═══ PASSAGE FOURNI ═══

Regardez attentivement la Vénus 3D Ottawensis. On a réussi à lui donner un petit air prophétique, elle regarde vers le lointain. Mais notons la différence : La déesse Athéna qui jouait ce rôle dans l'antiquité était une femme. Notons aussi l'évolution : Longtemps avant Rome, Willendorf , Lespugue et Grimaldi eurent leur Vénus, la Grèce archaïque eut ses Korè, le Moyen Age eut ses madones, puis vinrent les femmes plus terrestres de Botticelli, de Rubens, de Bouguereau, de Renoir. Les corps s'amincissant avec les siècles, les femmes de Rubens occupent-elles le juste milieu? Mais de Grimaldi à Modigliani, toutes eurent en commun des formes rondes et une grâce qui les rendaient désirables. Le thème général du colloque était : Les frontières de la recherche. En voici une : La Vénus 3D trace la frontière entre les rapports amoureux ''ennaturés'' et des rapports futurs virtualisés.

«Encore une fois, rentrez votre indignation, cher monsieur, cette Vénus 3D n'est qu'une image utilitaire, insignifiante comme on en voit tous les jours, de plus en plus sur les écrans !» Je vous réponds qu'aucune représentation de l'être humain n'est neutre, innocente ou insignifiante surtout lorsqu'il s'agit d'une femme-robot qui d'un geste de la main indique la voie de l'avenir. Croyez-vous donc qu'un enfant enferme l'image de la Vénus Ottawensis dans les oubliettes de son cerveau?  Cet enfant, on peut encore le protéger contre la pornographie charnelle, mais il demeure sans défense contre la pornographie mécanique, plus insidieusement dégradante.

═══ MATÉRIEL ═══

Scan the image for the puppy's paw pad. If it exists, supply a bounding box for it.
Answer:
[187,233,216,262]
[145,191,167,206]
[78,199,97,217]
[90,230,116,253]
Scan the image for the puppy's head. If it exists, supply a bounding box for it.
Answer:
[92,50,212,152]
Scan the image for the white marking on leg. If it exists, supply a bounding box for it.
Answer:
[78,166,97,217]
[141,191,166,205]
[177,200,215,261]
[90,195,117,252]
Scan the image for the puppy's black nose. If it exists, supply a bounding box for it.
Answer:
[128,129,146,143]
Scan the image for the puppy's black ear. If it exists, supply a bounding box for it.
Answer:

═══

**CONSIGNE**
Reprenez s'il vous plaît le passage sur la Vénus 3D en commençant par « Regardez attentivement la » et en allant jusqu'à « rapports futurs virtualisés. », avec « Titien » à la place de « Rubens ».

**RÉPONSE**
Regardez attentivement la Vénus 3D Ottawensis. On a réussi à lui donner un petit air prophétique, elle regarde vers le lointain. Mais notons la différence : La déesse Athéna qui jouait ce rôle dans l'antiquité était une femme. Notons aussi l'évolution : Longtemps avant Rome, Willendorf , Lespugue et Grimaldi eurent leur Vénus, la Grèce archaïque eut ses Korè, le Moyen Age eut ses madones, puis vinrent les femmes plus terrestres de Botticelli, de Titien, de Bouguereau, de Renoir. Les corps s'amincissant avec les siècles, les femmes de Titien occupent-elles le juste milieu? Mais de Grimaldi à Modigliani, toutes eurent en commun des formes rondes et une grâce qui les rendaient désirables. Le thème général du colloque était : Les frontières de la recherche. En voici une : La Vénus 3D trace la frontière entre les rapports amoureux ''ennaturés'' et des rapports futurs virtualisés.